**** INFORMATION PROVIDED

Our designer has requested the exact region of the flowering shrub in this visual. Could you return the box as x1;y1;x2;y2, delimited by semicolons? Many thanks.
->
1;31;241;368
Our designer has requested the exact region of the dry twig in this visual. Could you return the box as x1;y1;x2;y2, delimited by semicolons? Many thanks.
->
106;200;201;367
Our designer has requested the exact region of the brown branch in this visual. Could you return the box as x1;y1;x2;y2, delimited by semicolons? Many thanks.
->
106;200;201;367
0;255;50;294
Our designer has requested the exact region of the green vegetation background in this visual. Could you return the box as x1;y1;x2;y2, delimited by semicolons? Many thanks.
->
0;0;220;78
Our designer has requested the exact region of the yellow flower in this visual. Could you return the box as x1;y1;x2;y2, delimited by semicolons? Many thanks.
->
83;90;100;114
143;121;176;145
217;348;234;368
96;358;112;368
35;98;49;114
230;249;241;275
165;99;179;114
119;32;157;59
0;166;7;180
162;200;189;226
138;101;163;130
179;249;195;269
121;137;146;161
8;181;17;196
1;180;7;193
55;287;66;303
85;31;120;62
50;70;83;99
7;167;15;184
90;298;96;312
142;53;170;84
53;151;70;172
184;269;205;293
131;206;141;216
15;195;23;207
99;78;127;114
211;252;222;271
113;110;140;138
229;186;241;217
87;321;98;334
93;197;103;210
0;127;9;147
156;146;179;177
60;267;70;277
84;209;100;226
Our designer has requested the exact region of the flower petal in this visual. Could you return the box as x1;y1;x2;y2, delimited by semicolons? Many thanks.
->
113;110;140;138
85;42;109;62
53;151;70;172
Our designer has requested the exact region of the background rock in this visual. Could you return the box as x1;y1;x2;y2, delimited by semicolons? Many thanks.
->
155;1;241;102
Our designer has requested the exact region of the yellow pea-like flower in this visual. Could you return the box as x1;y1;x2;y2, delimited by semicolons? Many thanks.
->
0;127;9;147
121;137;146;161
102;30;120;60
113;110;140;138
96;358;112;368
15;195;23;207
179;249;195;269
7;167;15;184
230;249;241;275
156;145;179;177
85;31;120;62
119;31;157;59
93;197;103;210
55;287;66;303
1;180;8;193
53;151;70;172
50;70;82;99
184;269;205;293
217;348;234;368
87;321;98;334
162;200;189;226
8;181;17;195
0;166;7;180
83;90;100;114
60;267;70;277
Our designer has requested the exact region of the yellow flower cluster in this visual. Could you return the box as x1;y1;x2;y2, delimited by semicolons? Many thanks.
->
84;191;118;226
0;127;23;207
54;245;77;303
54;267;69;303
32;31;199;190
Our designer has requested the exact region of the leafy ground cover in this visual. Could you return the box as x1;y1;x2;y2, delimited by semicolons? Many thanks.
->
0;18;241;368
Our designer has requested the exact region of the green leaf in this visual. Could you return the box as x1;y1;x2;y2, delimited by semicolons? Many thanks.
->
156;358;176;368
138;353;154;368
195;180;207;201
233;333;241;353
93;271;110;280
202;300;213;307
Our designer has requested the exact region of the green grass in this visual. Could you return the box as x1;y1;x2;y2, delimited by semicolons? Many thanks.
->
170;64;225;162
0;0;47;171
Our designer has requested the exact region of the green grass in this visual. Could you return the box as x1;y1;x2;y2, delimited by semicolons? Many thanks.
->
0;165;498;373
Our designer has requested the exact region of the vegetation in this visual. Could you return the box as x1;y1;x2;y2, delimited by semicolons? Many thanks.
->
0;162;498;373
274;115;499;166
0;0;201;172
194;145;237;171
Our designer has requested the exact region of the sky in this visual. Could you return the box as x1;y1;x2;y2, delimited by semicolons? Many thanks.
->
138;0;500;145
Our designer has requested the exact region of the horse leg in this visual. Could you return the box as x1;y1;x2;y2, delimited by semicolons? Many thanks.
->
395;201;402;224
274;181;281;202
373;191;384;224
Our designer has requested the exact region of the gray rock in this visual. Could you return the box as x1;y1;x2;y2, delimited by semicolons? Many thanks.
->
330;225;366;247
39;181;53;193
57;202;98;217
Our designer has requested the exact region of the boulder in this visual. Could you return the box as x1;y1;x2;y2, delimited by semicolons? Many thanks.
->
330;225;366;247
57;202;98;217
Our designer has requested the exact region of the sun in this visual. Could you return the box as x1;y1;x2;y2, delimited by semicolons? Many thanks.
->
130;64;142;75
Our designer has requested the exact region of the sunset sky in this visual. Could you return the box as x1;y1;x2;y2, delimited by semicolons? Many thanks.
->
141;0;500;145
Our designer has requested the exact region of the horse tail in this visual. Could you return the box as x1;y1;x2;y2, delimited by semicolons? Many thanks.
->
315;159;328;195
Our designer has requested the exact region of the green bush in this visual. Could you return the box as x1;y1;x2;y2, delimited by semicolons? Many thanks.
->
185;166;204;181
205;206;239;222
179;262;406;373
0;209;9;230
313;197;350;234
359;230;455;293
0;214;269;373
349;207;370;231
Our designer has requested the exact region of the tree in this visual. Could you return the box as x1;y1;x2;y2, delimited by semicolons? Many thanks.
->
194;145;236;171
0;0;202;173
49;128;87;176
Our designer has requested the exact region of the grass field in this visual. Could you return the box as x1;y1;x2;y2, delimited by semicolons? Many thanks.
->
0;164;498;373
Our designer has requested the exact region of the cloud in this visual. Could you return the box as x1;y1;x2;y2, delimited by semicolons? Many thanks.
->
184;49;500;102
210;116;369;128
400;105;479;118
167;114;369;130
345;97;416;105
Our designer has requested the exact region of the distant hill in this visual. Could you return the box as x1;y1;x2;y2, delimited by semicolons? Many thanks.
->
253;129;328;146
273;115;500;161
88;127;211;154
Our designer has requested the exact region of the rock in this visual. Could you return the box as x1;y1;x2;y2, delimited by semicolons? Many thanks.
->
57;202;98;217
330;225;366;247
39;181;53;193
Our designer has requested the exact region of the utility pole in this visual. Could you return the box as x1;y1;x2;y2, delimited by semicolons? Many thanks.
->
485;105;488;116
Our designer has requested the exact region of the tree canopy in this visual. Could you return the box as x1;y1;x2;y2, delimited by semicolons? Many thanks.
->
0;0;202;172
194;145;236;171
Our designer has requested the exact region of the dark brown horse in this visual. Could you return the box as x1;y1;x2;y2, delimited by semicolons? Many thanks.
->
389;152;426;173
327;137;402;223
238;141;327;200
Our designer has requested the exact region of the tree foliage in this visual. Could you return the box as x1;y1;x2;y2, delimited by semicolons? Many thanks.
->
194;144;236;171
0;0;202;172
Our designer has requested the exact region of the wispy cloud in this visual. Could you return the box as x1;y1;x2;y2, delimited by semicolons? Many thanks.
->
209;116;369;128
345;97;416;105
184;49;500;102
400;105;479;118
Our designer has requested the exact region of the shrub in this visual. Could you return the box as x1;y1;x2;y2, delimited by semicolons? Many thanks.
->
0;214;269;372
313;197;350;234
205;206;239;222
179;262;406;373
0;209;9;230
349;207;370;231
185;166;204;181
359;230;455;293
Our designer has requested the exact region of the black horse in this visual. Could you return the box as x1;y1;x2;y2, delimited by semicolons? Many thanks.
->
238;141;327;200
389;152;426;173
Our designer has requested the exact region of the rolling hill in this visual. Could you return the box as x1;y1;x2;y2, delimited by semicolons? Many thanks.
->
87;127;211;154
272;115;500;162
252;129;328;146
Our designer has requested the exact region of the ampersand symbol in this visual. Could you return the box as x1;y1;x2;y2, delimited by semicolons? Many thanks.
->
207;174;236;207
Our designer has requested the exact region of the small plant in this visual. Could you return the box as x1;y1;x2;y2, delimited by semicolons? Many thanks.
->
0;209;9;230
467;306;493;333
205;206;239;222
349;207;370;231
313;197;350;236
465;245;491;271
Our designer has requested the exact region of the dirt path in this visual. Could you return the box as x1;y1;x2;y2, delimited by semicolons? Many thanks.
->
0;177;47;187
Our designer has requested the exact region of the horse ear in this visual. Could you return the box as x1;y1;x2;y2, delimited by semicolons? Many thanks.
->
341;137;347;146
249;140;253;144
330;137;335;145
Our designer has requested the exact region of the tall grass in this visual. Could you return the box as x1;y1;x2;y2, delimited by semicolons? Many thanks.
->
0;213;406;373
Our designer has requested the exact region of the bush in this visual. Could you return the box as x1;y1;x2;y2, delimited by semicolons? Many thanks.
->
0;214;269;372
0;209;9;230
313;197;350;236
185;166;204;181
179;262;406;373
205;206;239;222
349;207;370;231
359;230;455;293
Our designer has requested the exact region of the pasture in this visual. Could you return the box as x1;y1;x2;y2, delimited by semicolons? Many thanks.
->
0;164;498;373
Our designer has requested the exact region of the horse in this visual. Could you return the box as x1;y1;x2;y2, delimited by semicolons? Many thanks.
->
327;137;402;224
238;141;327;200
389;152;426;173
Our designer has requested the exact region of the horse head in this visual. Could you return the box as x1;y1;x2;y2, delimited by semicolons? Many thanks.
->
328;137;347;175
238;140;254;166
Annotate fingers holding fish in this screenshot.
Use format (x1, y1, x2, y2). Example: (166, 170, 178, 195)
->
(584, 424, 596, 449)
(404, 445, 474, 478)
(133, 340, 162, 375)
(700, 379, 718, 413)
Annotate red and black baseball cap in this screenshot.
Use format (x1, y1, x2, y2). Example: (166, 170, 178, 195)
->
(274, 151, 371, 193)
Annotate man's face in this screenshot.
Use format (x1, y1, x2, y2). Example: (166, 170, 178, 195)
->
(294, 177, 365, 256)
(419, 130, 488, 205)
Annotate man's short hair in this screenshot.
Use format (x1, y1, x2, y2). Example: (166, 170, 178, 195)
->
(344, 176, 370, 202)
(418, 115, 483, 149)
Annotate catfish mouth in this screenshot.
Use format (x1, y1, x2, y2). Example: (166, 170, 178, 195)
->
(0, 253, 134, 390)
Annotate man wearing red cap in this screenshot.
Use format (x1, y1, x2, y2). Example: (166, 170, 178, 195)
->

********

→ **REQUIRED ACTION**: Once the line with "Our designer has requested the exact region of the horse head" is found, transcribe it and each line after it through the final line of the entries, exactly and only.

→ **WRITTEN SOLUTION**:
Our designer has requested the exact region of the horse head in this visual. Could you return the box as x1;y1;x2;y2, delimited by semicolons? Many thanks.
->
328;137;347;175
238;140;254;166
Annotate fingers holding fish in this screenshot.
Use format (x1, y1, x2, y2). Example: (166, 170, 178, 195)
->
(584, 424, 596, 449)
(404, 445, 474, 478)
(133, 340, 162, 375)
(700, 379, 718, 413)
Annotate red and black baseball cap in this screenshot.
Use format (x1, y1, x2, y2). Example: (166, 170, 178, 195)
->
(274, 151, 371, 193)
Annotate man's face in this screenshot.
Use format (x1, y1, x2, y2). Example: (166, 170, 178, 195)
->
(294, 177, 365, 256)
(419, 130, 488, 205)
Annotate man's short hair in this screenshot.
Use format (x1, y1, x2, y2). Example: (166, 170, 178, 195)
->
(344, 176, 370, 202)
(418, 115, 483, 149)
Annotate catfish mouth in this screenshot.
Use format (x1, y1, x2, y2). Example: (166, 170, 178, 195)
->
(0, 253, 134, 390)
Annotate man wearing red cap in this screenshot.
Use format (x1, y1, x2, y2). Example: (166, 170, 178, 195)
->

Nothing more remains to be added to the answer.